Dataset entries
□ □ □ □ □ □ □

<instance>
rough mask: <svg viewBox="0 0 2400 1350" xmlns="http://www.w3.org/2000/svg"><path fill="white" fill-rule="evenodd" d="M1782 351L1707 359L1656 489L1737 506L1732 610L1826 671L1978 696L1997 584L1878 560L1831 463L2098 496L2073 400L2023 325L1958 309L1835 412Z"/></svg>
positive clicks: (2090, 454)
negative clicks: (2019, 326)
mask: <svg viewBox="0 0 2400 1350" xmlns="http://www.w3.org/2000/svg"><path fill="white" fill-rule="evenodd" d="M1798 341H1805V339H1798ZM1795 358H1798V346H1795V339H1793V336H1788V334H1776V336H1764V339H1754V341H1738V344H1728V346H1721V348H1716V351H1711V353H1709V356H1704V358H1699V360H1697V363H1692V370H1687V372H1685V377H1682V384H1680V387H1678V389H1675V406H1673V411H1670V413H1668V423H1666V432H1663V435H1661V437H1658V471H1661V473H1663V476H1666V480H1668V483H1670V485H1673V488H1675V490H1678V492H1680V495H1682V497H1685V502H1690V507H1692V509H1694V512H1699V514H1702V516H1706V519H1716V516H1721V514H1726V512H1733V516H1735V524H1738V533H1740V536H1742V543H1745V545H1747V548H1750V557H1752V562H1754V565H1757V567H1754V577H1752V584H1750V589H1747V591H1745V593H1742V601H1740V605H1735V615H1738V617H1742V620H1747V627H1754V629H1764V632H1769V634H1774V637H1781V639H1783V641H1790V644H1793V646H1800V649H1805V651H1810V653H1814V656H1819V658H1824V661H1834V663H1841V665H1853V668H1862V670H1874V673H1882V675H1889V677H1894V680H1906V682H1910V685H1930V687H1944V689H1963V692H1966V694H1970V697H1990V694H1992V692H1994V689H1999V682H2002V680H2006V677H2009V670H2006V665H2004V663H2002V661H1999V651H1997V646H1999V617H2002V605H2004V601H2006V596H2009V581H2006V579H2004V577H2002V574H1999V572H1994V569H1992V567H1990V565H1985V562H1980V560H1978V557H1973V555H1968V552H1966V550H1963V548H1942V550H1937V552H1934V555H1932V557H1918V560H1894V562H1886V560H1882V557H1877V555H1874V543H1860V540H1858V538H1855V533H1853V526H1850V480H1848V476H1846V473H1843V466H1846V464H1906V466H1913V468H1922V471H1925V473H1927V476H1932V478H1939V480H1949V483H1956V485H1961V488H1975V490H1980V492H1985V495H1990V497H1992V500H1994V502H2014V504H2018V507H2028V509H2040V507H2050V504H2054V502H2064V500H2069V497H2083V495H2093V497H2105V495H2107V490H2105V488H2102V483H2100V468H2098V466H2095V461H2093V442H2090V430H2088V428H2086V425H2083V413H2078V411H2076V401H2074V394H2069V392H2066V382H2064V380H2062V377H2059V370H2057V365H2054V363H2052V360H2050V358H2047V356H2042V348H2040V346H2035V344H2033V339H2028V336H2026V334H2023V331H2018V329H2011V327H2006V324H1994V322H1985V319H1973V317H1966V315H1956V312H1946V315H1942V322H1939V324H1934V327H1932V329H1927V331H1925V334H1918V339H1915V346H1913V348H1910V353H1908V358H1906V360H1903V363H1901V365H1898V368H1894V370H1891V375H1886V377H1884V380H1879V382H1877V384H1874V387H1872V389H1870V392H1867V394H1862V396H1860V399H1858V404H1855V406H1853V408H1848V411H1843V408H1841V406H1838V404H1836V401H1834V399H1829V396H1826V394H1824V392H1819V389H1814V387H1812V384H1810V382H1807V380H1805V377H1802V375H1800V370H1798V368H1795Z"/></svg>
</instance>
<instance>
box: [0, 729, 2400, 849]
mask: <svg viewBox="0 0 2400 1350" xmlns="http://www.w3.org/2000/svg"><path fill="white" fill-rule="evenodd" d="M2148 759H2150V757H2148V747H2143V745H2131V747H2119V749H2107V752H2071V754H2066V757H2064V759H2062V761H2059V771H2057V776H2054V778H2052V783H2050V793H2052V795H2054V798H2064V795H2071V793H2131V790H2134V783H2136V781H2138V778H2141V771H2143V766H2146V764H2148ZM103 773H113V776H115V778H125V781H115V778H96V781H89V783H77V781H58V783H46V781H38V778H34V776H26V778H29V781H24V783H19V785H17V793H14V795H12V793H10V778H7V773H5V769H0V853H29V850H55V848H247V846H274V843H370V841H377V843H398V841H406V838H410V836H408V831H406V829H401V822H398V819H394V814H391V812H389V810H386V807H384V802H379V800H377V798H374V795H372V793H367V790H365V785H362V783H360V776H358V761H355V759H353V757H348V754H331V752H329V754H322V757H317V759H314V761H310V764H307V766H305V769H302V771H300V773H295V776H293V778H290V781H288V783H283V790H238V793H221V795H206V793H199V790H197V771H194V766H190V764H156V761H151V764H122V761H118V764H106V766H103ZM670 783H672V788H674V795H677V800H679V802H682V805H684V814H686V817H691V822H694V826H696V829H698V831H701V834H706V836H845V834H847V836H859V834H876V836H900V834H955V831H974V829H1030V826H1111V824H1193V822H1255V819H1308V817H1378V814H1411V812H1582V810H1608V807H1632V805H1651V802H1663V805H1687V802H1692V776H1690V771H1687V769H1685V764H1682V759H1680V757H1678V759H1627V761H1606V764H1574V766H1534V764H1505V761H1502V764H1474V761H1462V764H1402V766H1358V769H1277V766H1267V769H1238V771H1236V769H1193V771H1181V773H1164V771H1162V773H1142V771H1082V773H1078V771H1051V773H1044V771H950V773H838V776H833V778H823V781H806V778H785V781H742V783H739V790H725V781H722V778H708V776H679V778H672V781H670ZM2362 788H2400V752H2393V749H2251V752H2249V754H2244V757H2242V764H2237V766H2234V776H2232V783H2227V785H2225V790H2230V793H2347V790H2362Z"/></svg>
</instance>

□ □ □ □ □ □ □

TASK DETAILS: Copy each line above that has the word "clicks".

WRITTEN RESPONSE:
positive clicks: (2090, 454)
negative clicks: (2019, 326)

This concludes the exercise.